PROVIDED RECORDS Block Start
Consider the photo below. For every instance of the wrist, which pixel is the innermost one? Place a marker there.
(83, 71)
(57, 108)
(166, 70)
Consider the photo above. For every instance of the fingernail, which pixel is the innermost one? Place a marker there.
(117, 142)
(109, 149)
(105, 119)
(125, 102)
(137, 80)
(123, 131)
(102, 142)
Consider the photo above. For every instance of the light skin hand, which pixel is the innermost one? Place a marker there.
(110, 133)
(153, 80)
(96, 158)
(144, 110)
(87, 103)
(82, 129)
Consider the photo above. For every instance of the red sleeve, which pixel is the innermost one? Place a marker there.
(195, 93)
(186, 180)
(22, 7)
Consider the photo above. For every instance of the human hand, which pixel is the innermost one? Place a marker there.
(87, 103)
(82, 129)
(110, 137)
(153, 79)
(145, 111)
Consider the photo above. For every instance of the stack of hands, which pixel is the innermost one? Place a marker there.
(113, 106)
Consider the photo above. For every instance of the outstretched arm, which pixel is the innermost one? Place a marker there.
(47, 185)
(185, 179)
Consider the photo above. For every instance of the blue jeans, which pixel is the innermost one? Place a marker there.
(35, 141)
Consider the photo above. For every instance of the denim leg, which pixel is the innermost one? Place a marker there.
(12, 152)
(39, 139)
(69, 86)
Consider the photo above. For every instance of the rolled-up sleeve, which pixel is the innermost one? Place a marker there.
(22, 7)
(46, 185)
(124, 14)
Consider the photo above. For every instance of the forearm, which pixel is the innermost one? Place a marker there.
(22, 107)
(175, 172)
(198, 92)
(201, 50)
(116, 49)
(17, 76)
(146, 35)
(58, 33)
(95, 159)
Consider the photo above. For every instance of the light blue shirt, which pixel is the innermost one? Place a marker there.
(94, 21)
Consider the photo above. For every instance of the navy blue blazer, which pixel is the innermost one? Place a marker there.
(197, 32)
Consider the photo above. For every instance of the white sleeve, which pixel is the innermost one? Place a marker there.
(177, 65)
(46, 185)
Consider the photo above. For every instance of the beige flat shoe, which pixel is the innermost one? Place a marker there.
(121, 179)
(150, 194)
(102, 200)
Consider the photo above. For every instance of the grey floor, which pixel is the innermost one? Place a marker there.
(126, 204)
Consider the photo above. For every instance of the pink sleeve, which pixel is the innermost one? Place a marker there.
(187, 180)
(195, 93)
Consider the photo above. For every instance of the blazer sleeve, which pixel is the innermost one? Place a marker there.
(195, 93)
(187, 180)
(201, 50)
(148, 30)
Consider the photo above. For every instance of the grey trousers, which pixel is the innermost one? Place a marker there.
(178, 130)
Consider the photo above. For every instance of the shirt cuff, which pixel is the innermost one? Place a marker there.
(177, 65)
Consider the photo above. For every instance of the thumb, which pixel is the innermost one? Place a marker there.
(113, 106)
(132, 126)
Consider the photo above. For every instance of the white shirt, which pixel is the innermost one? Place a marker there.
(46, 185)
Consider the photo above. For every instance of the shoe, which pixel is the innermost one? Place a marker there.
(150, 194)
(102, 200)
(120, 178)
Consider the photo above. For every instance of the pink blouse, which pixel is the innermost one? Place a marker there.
PROVIDED RECORDS Block End
> [WHAT NEEDS TO BE DONE] Output the data in full, please, exactly as written.

> [RESPONSE TO THIS TASK]
Consider the photo below. For every instance of the wrist, which pixel is the innermost one? Place a marker there.
(83, 71)
(57, 108)
(166, 70)
Consider the photo above. For every instance of the fingernail, which pixel is the innermost one? Place a marker there.
(117, 142)
(109, 149)
(105, 119)
(125, 102)
(137, 80)
(123, 131)
(102, 142)
Consider the photo above. For every instance of the light skin hand, which pixel is the innermost one? Place a marker there.
(110, 133)
(153, 80)
(96, 158)
(144, 110)
(87, 103)
(82, 129)
Consider the photo above. For every instance of the red sleeve, which pixel is the innermost one? Place a marker there.
(195, 93)
(186, 180)
(22, 7)
Consider the photo above. For every instance of the human hand, which pixel is the innermost one? Place a marker there.
(87, 103)
(82, 129)
(110, 137)
(153, 79)
(145, 111)
Consider the photo above. For every instance of the stack of hands, which pixel is the innermost one? Place a marker there.
(113, 106)
Consider the photo above. For every instance of the outstretched arm, which pixel is the innermost one? Place a marker there.
(47, 185)
(185, 179)
Consider the photo above. For every instance of the blue jeans, which pixel is the innermost one? Place a marker there.
(35, 141)
Consider the photo above. For every instance of the denim leg, which pixel is the innermost one? Place a marker there.
(12, 152)
(39, 139)
(69, 86)
Consider the photo above. For every instance of the rolled-up sleeve, which pixel is the innermost one? Place a marker there.
(22, 7)
(46, 185)
(124, 14)
Consider the photo above. For every instance of the forearm, which pixel is the innermost one? Place a marker there.
(22, 107)
(175, 172)
(198, 92)
(201, 50)
(116, 49)
(17, 76)
(146, 35)
(58, 33)
(95, 159)
Consider the photo above. For every instance of the light blue shirt, which pixel is the innermost one? Place a marker there.
(94, 21)
Consider the photo above. For every instance of the navy blue blazer, which pixel is the innermost one? Place a marker there.
(197, 32)
Consider the photo above. For every instance of the white sleeve, which pixel is the innermost one? Place a marker there.
(177, 65)
(46, 185)
Consider the photo above. For every instance of the beige flat shoe, which pixel is the innermost one? Place a marker there.
(121, 179)
(150, 194)
(102, 200)
Consider the photo above. For every instance of the grey floor, which pixel is the innermost one? Place a marker there.
(126, 204)
Consider the photo above. For every instance of the pink sleeve, which pixel is the innermost one? Place a marker there.
(187, 180)
(195, 93)
Consider the photo above. For every instance of the blazer sleeve, which pixel is the innermost one? Place a marker there.
(195, 93)
(187, 180)
(201, 50)
(148, 30)
Consider the photo above. For every instance of the grey trousers, which pixel is the innermost one? Place a marker there.
(178, 130)
Consider the photo above. For every instance of the shirt cuff, which pixel is the innermost one? Place a marker there.
(177, 65)
Consider the photo above. For every instance of the thumb, which pixel is the innermost one? Place a marker there.
(113, 106)
(132, 126)
Consider the photo above. For every instance of the white shirt, which pixel is the innermost one? Place a marker there.
(46, 185)
Consider the photo above. For every instance of the shoe, which pixel is the innermost one? Place a marker there.
(150, 194)
(102, 200)
(120, 178)
Consider the photo above. For every instance of the pink blouse, which pixel is the innermost one? Place a marker there.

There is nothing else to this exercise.